Der Laudaer Wilhelm Herbel betreibt die Sportart Natural Bodybuilding. Dabei verzichten die Athleten komplett auf die Einnahme von chemischen Substanzen.

Lauda. Wenn man Wilhelm Herbel (24) gegenüber sitzt, lässt sich schon vermuten, dass er die eine oder andere Stunde im Fitnessstudio verbringt. Athletisch, muskelgestählt und durchtrainiert wirkt der Körper des Laudaers.

Viele Jahre war Herbel tatsächlich ein ganz „normaler“ Fitnessstudiogänger. Mit der Zeit stieg dann das Interesse an seinem Hobby und gemeinsam mit seinem Bruder informierte sich der 24-Jährige detaillierter über verschiedene Trainingsmethoden und Fitnessthemen.

Per Youtube-Videos stießen sie schließlich auf Natural-Bodybuilding, eine besondere Bewegung des Bodybuildings. Nachdem Herbel mit seinem Bruder einen Wettkampf als Zuschauer besuchte, war schnell klar: „Das will ich auch machen.“

Erste Erfolge bei Wettkämpfen

Mit seinem Sport feierte Herbel bereits erste Erfolge. 2018 belegte er bei der Deutschen Meisterschaft des Verbands GNBF (German Natural Bodybuilding & Fitness Federation) den ersten Platz in der Mittelgewichtsklasse und auch bei einem Profi-Wettkampf schaffte er mit Platz 5 von 14 Athleten einen Achtungserfolg.

> **GEGEBENE EINTRÄGE**:
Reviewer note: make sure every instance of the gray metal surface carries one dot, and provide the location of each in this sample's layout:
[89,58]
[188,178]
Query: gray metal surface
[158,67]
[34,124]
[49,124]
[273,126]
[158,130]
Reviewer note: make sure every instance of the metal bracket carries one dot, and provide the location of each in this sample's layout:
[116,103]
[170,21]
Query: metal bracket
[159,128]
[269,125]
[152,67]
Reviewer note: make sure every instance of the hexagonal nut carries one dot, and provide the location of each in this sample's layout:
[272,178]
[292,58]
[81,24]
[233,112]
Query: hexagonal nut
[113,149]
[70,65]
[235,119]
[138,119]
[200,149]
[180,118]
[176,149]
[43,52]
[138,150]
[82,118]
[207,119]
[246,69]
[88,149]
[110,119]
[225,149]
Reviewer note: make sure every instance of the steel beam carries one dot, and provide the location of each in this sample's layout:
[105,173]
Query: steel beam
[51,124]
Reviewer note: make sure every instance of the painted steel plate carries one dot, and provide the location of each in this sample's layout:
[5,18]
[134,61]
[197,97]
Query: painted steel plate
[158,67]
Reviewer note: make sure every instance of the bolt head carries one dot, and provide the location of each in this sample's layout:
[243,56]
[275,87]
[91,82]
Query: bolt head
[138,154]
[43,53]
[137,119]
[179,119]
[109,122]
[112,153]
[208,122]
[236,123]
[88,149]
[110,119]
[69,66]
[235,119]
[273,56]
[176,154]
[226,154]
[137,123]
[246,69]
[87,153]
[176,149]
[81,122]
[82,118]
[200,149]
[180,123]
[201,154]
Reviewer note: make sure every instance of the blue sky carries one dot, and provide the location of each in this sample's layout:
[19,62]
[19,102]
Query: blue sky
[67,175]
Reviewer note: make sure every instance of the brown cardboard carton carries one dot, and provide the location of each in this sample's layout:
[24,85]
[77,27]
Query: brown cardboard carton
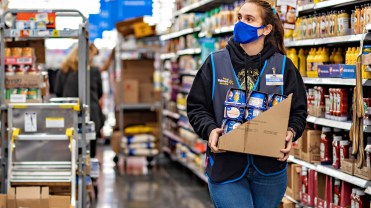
[59,201]
[311,141]
[293,187]
[28,197]
[347,166]
[3,198]
[116,142]
[264,135]
[11,198]
[23,81]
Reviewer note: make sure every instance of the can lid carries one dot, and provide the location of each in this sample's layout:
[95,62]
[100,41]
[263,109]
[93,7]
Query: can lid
[326,129]
[338,138]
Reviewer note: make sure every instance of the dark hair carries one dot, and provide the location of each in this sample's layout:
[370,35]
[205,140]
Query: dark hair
[275,38]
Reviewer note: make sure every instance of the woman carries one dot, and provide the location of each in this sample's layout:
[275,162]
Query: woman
[255,50]
[67,86]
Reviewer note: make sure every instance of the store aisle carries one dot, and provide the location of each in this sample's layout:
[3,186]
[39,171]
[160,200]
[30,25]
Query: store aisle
[168,186]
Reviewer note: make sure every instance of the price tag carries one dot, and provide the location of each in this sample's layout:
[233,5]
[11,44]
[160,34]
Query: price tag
[18,98]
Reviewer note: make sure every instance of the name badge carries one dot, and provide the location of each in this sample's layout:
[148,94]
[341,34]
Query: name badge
[274,79]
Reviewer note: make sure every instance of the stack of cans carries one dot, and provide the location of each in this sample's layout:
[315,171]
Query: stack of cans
[234,109]
[238,109]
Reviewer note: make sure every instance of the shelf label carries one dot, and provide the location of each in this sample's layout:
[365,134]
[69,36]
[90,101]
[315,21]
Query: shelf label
[54,122]
[30,122]
[18,98]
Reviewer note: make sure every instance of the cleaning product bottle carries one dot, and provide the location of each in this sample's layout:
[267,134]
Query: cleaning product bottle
[302,63]
[295,58]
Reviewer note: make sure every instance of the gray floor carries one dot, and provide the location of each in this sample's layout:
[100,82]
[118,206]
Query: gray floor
[167,186]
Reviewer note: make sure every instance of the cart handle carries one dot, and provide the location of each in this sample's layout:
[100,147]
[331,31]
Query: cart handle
[15,11]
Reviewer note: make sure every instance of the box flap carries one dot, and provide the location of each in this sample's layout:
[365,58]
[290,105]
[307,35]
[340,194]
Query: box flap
[28,193]
[264,135]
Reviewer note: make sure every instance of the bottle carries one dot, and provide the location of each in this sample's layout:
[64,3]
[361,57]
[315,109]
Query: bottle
[304,180]
[337,192]
[302,63]
[295,58]
[325,147]
[338,58]
[352,22]
[357,20]
[336,152]
[343,23]
[353,198]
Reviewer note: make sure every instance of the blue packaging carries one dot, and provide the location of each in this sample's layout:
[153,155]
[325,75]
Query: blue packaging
[252,112]
[258,99]
[236,97]
[234,112]
[229,125]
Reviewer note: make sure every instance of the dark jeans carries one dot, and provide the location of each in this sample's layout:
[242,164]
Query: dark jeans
[252,191]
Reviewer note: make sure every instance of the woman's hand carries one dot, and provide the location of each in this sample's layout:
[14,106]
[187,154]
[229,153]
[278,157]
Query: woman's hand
[286,152]
[213,140]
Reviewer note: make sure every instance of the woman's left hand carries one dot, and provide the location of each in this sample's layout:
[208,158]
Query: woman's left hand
[286,152]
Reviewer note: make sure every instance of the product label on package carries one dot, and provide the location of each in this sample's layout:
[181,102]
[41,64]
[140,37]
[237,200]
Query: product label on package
[54,122]
[274,79]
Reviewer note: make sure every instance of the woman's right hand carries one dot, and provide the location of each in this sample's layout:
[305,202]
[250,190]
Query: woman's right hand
[213,140]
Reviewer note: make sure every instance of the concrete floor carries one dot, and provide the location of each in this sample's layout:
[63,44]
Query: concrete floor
[168,185]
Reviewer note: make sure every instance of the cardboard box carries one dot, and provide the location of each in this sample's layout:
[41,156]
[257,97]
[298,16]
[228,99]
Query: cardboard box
[116,142]
[311,142]
[59,201]
[348,166]
[28,197]
[364,173]
[147,94]
[293,187]
[128,92]
[3,198]
[23,81]
[270,127]
[320,182]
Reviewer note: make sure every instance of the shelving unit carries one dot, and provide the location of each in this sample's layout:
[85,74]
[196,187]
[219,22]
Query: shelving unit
[42,171]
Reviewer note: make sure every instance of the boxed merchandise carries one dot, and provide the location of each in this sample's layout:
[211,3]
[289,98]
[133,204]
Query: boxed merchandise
[348,166]
[293,187]
[270,127]
[311,141]
[319,201]
[30,197]
[364,173]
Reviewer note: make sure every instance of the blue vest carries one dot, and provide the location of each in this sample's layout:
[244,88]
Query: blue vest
[229,167]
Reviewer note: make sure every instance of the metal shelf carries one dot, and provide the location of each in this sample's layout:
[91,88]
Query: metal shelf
[331,81]
[140,106]
[180,33]
[190,51]
[328,170]
[12,33]
[330,123]
[202,6]
[170,114]
[323,41]
[325,4]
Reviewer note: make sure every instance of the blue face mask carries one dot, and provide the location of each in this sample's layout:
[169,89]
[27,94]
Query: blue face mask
[245,33]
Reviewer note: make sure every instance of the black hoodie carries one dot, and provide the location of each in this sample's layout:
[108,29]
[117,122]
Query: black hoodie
[200,104]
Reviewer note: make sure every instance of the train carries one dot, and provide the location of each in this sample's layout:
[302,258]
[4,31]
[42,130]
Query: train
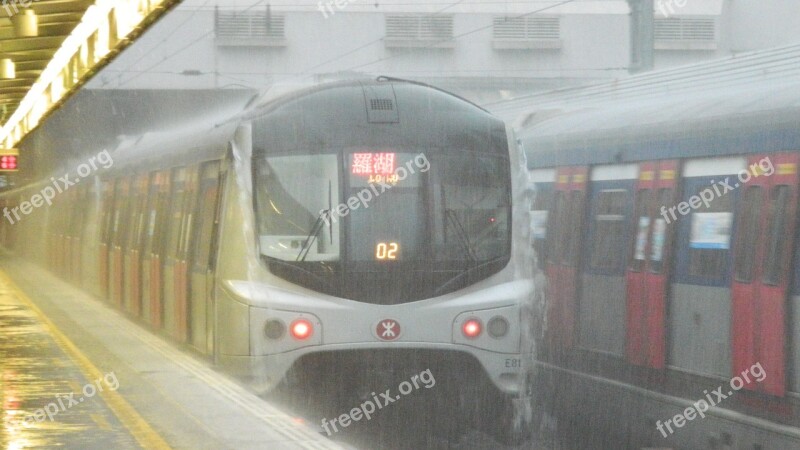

> **DEINE AUFGABEN**:
[a] Welchen Platz holte Wilhelm Herbel laut dem Text über den Natural Bodybuilder aus Lauda 2018 bei der Deutschen Meisterschaft der GNBF?
[b] Sammle aus den Einträgen jede Zeile, in der das Wort „left“ vorkommt.

> **LÖSUNGEN JE AUFGABE**:
[a] Den ersten Platz in der Mittelgewichtsklasse.

[b]
Reviewer note: make sure every instance of the woman's left hand carries one dot, and provide the location of each in this sample's layout:
Query: woman's left hand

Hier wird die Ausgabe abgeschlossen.